- What to produce
Only lines that contain the word "vacant" are to be returned from the data below.

==== Provided information ====

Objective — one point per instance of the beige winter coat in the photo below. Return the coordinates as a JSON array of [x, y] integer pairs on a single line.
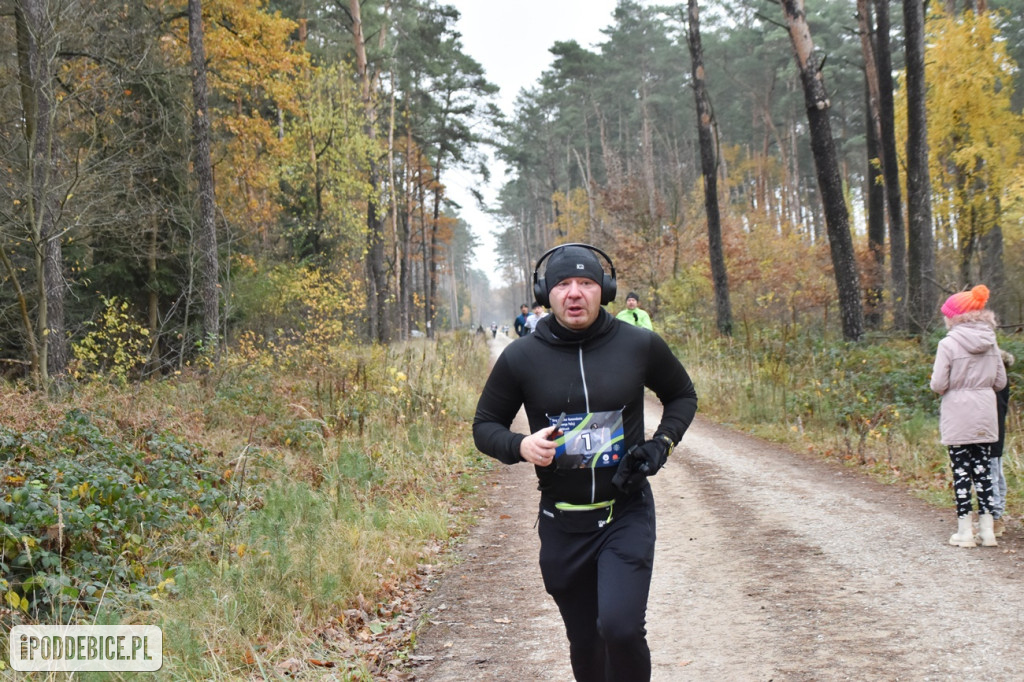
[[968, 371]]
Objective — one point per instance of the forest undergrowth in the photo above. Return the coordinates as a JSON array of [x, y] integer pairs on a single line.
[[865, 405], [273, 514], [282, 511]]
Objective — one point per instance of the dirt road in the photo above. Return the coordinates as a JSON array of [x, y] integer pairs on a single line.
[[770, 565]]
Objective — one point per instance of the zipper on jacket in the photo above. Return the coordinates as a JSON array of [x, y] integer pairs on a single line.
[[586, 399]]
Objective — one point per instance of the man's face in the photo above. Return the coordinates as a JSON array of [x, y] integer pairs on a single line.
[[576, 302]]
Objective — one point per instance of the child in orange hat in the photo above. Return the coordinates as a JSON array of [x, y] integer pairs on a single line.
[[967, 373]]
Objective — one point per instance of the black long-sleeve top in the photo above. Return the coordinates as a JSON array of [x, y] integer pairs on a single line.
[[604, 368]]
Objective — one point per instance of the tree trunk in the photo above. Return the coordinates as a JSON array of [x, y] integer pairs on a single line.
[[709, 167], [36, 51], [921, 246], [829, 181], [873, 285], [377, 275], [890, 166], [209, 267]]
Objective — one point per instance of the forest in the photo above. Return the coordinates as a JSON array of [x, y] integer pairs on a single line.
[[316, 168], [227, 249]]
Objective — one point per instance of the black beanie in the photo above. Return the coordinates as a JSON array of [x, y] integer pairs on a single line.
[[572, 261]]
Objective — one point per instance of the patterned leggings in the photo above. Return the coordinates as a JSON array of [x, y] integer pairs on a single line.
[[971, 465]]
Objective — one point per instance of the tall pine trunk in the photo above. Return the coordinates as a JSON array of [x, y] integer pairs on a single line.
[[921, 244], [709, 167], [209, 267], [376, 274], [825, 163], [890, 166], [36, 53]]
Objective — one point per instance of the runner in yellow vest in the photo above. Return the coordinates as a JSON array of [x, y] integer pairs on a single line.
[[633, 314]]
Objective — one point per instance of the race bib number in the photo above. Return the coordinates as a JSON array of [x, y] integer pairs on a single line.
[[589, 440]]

====
==== Provided information ====

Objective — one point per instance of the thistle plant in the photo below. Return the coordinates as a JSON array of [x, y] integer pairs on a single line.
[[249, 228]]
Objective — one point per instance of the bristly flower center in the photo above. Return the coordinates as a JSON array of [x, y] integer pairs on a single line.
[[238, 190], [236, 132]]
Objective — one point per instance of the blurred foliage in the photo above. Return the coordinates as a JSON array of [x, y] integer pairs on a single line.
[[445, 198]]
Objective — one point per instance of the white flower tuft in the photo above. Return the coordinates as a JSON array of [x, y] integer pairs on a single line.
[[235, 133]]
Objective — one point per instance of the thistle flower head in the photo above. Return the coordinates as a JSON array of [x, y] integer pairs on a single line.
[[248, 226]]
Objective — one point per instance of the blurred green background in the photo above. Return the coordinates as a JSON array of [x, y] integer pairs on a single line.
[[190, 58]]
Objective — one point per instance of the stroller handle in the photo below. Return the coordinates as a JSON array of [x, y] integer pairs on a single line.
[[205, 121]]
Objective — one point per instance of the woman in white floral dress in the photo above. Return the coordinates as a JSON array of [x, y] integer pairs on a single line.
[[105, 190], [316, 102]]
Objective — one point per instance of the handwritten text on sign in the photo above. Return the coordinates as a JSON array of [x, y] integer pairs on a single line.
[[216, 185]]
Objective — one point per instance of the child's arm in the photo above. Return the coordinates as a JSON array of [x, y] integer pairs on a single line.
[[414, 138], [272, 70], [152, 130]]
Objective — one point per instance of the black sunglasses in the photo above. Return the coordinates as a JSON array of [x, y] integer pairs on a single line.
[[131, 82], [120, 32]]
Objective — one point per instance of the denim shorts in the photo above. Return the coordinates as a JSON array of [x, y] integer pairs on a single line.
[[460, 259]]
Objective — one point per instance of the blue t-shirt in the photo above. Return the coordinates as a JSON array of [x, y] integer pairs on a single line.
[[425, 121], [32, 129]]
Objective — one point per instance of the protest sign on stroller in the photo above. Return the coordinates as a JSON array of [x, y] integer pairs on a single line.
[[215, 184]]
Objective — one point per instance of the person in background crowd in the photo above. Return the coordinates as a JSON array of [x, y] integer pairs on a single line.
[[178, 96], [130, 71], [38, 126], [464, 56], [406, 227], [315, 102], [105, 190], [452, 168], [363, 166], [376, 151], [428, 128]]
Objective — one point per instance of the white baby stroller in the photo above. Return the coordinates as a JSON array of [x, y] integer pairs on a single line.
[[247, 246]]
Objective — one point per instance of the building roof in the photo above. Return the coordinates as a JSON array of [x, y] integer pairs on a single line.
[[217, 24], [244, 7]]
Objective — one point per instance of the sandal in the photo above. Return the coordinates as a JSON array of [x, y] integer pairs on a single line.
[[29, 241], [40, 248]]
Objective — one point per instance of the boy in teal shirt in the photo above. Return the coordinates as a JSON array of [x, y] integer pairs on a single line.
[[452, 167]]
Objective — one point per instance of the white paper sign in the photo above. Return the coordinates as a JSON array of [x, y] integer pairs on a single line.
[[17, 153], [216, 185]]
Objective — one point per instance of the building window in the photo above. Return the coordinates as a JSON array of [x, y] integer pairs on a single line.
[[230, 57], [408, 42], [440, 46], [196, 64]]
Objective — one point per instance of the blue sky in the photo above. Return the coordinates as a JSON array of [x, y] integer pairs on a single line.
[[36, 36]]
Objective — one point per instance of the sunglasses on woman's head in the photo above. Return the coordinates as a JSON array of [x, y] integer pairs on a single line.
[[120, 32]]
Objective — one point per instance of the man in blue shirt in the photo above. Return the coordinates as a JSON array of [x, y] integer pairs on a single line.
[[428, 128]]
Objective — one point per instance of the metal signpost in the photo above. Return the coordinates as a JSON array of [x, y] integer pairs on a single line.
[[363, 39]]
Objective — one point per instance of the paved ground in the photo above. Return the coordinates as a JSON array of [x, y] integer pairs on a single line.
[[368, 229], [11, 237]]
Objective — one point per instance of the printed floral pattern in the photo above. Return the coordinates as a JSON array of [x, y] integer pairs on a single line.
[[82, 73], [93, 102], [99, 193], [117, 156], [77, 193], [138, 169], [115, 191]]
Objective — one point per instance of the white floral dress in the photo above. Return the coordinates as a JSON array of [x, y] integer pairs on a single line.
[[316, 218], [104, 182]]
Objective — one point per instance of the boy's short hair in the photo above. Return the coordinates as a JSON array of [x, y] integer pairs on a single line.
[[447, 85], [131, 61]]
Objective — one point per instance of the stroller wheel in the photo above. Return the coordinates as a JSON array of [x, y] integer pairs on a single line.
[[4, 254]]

====
==== Provided information ====

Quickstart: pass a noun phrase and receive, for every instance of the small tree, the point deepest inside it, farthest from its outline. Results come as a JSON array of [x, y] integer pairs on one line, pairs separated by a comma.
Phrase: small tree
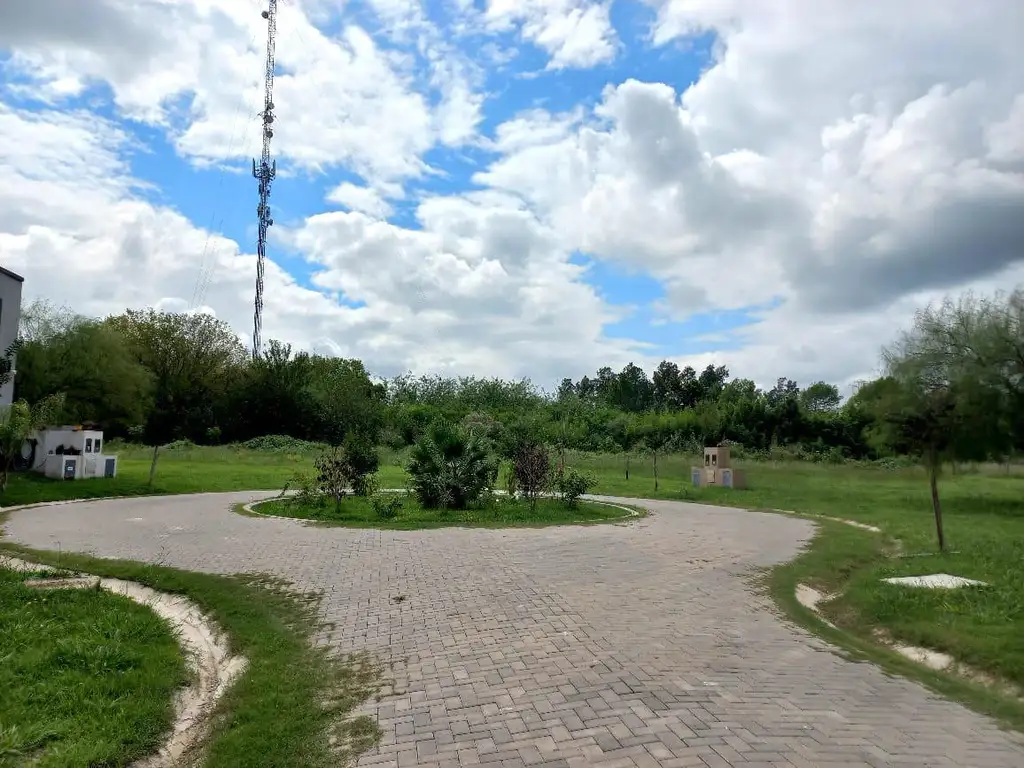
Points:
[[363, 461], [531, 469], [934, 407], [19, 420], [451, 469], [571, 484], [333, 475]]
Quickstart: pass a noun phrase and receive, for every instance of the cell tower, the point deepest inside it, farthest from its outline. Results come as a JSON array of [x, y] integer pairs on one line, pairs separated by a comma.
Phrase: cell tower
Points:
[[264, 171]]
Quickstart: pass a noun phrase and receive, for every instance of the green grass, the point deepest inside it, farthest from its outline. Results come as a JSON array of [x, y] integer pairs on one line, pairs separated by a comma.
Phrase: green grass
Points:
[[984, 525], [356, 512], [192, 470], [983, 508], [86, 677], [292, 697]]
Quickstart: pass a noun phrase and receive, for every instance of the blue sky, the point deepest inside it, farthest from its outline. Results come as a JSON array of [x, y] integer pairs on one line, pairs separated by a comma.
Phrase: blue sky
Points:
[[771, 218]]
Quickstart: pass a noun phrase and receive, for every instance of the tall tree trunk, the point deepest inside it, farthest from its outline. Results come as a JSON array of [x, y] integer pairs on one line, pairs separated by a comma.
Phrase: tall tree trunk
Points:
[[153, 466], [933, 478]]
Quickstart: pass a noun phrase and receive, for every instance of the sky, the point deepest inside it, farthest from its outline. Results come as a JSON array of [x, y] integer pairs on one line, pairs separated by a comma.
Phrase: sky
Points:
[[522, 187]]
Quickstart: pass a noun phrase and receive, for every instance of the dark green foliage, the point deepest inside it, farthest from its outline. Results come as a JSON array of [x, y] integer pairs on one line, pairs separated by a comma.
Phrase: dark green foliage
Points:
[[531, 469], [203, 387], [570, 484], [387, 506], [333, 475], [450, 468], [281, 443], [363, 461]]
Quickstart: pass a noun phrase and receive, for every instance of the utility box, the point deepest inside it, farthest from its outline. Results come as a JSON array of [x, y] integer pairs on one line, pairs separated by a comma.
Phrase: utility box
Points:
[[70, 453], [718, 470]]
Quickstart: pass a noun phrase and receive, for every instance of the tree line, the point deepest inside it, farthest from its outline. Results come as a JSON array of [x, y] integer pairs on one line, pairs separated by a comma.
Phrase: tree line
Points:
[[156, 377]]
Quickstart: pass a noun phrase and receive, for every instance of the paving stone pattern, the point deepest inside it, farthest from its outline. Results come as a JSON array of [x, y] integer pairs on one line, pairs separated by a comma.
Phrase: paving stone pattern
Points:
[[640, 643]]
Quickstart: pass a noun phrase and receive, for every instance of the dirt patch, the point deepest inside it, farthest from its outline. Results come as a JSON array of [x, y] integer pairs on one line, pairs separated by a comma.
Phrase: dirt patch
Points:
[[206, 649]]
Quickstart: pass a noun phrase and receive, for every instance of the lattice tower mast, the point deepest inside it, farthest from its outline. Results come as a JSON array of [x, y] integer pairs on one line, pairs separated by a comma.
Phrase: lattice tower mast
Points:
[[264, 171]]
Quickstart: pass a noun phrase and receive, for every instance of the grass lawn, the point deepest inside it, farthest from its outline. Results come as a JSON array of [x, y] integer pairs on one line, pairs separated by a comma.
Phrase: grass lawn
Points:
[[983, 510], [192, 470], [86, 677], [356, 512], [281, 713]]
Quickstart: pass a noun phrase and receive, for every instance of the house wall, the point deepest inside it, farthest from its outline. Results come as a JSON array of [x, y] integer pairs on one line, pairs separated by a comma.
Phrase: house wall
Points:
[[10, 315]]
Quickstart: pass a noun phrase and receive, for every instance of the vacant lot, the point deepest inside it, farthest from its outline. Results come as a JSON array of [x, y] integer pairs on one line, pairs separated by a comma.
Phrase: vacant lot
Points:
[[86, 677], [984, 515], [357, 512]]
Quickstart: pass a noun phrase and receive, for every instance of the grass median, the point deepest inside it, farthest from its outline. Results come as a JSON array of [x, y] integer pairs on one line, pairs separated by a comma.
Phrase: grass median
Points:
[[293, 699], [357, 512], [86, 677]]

====

- Written response
Quickstart: pass a noun phrase and receive, for every instance of the vacant lot, the point deepest inside it, farthest from its outline. Results come as a JSON array of [x, y] integer pairs on one line, pairs separated by a comma.
Phrase: vacant lot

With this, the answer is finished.